[START Data for this task]

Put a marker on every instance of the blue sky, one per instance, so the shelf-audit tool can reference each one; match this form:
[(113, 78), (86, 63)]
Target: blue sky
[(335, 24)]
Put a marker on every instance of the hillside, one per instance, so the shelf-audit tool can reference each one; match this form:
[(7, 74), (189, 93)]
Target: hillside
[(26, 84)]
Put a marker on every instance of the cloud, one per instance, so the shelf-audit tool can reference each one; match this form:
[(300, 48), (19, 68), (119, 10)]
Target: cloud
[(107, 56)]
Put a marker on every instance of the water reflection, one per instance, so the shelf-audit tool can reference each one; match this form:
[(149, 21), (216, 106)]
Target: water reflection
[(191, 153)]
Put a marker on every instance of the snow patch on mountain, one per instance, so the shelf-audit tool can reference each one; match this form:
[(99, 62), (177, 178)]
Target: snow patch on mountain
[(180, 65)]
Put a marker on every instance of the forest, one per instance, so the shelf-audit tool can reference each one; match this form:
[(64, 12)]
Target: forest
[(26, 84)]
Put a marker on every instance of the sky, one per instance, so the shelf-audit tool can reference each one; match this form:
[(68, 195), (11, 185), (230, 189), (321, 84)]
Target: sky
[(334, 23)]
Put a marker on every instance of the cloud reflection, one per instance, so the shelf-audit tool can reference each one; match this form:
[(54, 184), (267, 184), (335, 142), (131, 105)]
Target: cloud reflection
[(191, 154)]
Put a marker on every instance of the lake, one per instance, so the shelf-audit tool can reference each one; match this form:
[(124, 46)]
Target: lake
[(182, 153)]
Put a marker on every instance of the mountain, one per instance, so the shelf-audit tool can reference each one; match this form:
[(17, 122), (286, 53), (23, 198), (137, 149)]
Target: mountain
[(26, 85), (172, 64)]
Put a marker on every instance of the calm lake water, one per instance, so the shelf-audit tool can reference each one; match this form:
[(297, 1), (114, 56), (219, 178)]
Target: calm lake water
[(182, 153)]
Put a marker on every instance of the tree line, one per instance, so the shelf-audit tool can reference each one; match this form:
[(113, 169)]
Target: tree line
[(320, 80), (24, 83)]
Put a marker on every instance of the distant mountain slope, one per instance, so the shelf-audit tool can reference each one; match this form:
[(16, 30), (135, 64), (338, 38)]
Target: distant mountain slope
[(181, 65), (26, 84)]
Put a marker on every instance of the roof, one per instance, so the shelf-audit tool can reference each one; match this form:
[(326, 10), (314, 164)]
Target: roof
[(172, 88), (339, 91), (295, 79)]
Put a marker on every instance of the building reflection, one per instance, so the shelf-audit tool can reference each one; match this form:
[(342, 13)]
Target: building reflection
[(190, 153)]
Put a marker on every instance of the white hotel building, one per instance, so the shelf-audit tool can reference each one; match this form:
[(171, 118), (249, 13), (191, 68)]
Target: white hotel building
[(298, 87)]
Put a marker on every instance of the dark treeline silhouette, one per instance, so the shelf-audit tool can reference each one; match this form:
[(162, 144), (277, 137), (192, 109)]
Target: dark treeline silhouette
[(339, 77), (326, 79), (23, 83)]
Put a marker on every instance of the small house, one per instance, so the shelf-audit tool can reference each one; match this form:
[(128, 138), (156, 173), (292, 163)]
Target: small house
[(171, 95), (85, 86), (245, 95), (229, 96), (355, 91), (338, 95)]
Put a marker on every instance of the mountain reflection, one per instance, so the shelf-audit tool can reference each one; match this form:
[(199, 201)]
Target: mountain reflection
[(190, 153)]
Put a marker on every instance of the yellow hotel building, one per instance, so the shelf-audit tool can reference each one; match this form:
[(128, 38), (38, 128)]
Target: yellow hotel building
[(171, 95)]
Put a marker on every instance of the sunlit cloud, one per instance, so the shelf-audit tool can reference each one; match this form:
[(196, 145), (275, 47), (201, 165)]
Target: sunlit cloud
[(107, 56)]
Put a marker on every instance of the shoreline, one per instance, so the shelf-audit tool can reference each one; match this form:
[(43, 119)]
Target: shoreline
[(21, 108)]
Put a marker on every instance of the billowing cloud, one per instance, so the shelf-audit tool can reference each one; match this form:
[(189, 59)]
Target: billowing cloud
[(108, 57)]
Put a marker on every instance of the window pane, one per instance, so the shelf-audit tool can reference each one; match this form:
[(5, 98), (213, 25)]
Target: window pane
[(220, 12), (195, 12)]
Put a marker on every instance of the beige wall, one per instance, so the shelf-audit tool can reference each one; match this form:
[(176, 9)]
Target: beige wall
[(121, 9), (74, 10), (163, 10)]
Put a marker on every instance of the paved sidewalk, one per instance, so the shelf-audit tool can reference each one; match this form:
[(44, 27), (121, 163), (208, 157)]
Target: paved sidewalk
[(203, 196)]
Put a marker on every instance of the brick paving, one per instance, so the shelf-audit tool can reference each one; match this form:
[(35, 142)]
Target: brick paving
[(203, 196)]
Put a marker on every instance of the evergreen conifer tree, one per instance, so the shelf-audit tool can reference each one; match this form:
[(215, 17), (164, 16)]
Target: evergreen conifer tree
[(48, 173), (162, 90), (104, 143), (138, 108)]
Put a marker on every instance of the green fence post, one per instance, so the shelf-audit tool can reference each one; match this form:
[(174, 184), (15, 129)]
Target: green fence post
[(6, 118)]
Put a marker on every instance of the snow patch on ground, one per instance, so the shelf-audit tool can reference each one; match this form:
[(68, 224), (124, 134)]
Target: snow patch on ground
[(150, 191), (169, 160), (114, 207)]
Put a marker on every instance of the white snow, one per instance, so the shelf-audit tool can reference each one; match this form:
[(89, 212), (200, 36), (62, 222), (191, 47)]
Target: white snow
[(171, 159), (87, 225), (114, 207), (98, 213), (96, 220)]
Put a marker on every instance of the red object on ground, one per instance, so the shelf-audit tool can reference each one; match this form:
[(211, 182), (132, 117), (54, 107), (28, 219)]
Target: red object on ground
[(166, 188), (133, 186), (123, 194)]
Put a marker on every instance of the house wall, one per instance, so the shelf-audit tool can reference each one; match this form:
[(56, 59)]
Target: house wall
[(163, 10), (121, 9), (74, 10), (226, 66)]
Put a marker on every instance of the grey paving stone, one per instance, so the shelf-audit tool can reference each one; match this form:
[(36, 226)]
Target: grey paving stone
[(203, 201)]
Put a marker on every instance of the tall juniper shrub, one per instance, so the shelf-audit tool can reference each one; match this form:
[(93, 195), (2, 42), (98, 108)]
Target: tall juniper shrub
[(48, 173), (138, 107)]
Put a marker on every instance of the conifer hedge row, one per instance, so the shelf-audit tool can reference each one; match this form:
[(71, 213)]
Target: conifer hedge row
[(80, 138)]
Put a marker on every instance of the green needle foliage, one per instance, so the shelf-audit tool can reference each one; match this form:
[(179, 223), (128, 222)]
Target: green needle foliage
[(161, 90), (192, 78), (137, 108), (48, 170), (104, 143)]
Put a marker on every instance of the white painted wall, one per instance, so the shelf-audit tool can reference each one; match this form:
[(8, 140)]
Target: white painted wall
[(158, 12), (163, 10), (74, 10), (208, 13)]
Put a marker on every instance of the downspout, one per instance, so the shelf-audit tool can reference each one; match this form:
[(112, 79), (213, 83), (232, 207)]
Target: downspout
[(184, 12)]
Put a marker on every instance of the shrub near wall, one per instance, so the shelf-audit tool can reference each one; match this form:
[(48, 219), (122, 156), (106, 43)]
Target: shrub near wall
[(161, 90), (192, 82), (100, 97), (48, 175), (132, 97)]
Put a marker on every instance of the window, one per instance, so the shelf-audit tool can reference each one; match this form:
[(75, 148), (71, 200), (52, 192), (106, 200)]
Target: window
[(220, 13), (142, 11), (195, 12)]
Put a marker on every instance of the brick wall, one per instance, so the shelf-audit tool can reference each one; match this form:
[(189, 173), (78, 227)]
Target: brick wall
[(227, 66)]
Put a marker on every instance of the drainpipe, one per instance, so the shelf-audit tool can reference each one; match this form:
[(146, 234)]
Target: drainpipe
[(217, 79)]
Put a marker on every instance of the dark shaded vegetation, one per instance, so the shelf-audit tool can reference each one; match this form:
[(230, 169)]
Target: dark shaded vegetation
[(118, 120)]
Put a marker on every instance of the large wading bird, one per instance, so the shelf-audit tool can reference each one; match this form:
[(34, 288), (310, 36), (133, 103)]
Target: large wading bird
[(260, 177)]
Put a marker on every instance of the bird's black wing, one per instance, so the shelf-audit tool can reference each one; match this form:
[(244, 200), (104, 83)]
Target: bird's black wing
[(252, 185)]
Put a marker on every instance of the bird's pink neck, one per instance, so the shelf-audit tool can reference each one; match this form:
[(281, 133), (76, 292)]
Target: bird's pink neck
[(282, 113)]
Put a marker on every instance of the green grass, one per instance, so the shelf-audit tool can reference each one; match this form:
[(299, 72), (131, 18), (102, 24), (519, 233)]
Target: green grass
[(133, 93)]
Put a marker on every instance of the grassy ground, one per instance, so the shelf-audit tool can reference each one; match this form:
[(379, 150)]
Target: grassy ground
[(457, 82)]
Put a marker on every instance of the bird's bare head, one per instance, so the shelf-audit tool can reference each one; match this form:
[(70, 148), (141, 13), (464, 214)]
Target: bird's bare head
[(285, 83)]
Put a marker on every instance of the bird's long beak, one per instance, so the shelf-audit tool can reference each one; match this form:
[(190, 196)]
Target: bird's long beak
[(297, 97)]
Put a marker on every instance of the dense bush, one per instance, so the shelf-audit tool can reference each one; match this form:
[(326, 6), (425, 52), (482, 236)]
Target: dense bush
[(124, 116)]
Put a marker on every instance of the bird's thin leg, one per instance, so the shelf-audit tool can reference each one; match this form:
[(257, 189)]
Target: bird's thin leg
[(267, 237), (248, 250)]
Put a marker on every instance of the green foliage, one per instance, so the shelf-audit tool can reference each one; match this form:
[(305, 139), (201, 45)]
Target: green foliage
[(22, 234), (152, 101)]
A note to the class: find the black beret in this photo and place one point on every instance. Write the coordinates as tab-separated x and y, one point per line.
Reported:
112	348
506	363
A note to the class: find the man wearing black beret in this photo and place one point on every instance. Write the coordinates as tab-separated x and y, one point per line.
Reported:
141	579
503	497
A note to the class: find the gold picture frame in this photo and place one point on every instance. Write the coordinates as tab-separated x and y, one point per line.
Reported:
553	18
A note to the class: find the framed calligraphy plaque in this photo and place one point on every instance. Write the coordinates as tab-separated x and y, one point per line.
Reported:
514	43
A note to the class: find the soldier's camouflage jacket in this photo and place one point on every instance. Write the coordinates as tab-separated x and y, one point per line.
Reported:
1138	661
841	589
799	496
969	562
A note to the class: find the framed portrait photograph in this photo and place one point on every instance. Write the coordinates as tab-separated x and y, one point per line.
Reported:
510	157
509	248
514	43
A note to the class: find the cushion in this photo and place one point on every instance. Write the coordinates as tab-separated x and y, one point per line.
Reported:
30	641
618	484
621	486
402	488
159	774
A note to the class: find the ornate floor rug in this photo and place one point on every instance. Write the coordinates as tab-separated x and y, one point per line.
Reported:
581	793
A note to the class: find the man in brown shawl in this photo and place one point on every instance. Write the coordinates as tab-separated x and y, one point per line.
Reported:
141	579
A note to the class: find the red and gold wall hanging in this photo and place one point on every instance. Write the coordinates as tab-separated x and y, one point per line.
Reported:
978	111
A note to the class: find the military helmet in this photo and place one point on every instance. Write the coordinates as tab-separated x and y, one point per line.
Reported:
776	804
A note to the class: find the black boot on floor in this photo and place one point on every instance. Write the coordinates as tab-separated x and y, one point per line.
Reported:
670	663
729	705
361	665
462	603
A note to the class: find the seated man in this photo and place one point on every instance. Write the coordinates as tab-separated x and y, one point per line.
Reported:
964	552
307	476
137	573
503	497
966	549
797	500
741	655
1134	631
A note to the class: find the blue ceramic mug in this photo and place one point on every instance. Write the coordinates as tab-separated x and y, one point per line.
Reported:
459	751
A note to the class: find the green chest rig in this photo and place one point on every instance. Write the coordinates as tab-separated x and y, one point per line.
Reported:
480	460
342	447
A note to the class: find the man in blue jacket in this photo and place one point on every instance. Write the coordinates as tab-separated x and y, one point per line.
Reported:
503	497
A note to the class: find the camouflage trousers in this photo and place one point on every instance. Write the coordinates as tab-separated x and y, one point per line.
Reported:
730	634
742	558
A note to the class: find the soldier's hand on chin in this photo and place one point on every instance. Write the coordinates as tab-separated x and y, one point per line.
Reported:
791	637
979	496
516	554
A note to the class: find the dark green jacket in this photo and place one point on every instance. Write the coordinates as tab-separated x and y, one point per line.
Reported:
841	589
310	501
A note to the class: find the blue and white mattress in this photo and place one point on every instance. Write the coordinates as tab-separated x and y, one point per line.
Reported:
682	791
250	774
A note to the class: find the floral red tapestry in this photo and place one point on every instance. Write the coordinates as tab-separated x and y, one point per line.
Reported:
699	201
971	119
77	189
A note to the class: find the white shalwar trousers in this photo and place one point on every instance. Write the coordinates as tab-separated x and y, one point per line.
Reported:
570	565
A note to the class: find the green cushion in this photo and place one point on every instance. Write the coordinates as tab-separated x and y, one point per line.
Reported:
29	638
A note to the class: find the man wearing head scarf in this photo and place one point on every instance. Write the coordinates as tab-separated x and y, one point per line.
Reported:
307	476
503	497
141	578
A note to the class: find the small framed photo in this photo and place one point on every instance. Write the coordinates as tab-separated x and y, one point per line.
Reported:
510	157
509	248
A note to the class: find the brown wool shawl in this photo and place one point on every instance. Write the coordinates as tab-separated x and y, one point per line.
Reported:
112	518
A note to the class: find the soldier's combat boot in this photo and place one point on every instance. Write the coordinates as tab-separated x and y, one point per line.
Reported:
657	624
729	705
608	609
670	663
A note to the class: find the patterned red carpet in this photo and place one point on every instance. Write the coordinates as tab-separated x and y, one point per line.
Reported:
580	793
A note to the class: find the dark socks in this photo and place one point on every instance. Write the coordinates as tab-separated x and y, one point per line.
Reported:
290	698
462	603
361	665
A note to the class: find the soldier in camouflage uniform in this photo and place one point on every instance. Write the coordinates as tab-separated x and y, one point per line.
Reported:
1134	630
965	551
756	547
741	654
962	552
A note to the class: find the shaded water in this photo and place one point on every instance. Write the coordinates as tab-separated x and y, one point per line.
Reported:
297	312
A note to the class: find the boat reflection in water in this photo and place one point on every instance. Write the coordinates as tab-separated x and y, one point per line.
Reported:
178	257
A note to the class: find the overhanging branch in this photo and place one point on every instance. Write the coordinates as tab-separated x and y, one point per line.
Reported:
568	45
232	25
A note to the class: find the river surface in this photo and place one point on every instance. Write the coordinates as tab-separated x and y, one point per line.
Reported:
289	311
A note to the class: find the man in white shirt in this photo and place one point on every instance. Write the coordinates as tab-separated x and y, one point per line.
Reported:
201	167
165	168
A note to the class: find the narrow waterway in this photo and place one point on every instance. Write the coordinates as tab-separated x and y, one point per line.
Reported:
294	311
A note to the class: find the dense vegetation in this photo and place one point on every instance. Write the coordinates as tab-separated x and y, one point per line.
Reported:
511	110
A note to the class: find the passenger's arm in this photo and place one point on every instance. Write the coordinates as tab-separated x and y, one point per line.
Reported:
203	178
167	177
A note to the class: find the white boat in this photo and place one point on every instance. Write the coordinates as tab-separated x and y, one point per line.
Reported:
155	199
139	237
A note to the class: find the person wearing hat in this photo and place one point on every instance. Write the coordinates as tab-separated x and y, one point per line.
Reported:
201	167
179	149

[END Data for this task]

### [Exercise brief]
Copy everything from the start of the material down through the line containing "[(335, 24)]", and shift each answer coordinate by adding 14 to it. Keep every other line unchanged, including the sample coordinates in the format lines.

### [Task output]
Put a marker on every instance of the blue sky, one per instance, so the shelf-audit tool can reference each one; match this form:
[(113, 78), (86, 63)]
Target: blue sky
[(349, 38)]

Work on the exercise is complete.